To do: Convert every line of the listing below into a numbered list, skipping any blank lines.

Records to use:
============================================================

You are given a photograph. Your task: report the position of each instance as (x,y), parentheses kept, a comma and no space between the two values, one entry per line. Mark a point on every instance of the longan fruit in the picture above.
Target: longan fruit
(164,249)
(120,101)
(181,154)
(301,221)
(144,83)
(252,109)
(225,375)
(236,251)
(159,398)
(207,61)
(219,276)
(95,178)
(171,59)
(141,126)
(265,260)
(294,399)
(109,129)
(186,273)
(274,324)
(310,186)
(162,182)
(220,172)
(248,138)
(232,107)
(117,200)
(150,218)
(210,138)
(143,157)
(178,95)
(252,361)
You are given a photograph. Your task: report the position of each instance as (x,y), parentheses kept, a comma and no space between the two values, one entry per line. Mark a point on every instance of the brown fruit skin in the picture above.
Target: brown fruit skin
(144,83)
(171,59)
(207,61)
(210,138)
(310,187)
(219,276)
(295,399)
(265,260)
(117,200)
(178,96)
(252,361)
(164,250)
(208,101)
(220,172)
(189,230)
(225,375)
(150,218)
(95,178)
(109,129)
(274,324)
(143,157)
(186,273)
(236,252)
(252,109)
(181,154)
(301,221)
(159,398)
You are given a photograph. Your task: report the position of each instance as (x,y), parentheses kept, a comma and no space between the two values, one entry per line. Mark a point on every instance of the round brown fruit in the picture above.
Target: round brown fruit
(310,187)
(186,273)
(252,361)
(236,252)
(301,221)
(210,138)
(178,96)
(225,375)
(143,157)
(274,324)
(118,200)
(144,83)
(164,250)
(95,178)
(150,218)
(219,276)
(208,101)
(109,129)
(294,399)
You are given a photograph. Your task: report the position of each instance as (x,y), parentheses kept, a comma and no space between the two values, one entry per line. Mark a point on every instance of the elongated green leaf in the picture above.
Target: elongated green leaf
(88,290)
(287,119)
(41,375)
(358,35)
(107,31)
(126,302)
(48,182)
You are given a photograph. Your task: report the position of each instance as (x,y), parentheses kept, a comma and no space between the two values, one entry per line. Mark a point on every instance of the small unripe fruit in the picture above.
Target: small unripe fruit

============================================================

Solved exercise:
1. You are given a photograph. Your task: report the position of each instance as (x,y), parentheses kept, a comma and no space between the two values, one entry per line. Mark a point on every instance of the longan fruit in the picture above.
2. Target: longan fruit
3. (164,249)
4. (120,101)
5. (181,154)
6. (301,221)
7. (144,83)
8. (252,109)
9. (225,375)
10. (236,251)
11. (159,398)
12. (207,61)
13. (219,276)
14. (95,178)
15. (171,59)
16. (141,126)
17. (265,260)
18. (294,399)
19. (109,129)
20. (186,273)
21. (274,324)
22. (310,186)
23. (162,182)
24. (220,172)
25. (248,138)
26. (232,107)
27. (117,200)
28. (150,218)
29. (210,138)
30. (143,157)
31. (178,95)
32. (252,361)
33. You are given a photograph. Your task: report the position of each instance as (x,y), parentheses kept, a comma and no space between the two values, one entry per line. Mark a point on every instance of the brown fruit skin in the picture above.
34. Target: brown fruit skin
35. (144,83)
36. (171,59)
37. (207,61)
38. (210,138)
39. (310,187)
40. (219,276)
41. (295,399)
42. (265,260)
43. (117,200)
44. (178,96)
45. (252,361)
46. (164,250)
47. (208,101)
48. (220,172)
49. (189,230)
50. (225,375)
51. (150,218)
52. (95,178)
53. (109,129)
54. (274,324)
55. (143,157)
56. (186,273)
57. (236,252)
58. (252,109)
59. (181,154)
60. (301,221)
61. (159,398)
62. You are given a photograph. Your task: report the position of each instance as (x,y), parentheses kept, a comma and no space between the two values, one entry per line. Mark a point on every instance of the round brown fruit in the picture above.
63. Target: round brown fruit
64. (310,187)
65. (186,273)
66. (252,361)
67. (236,252)
68. (301,221)
69. (210,138)
70. (178,96)
71. (225,375)
72. (143,157)
73. (274,324)
74. (118,200)
75. (144,83)
76. (164,250)
77. (95,178)
78. (150,218)
79. (219,276)
80. (208,101)
81. (109,129)
82. (294,399)
83. You are given a photograph. Your task: report the position of each instance as (x,y), parentheses kept, a comma and no space between the two values, one entry per line. Mark a point on every instance of the elongated green leaf in the picture above.
84. Target: elongated green leaf
85. (88,290)
86. (287,119)
87. (41,375)
88. (358,35)
89. (107,31)
90. (126,302)
91. (48,182)
92. You are given a photograph. Your task: report the position of each instance as (x,y), parentheses kept, a comma and no space between the two values, one entry per line. Mark a point on every instance of the small unripe fruit in the picture above.
93. Target: small unripe fruit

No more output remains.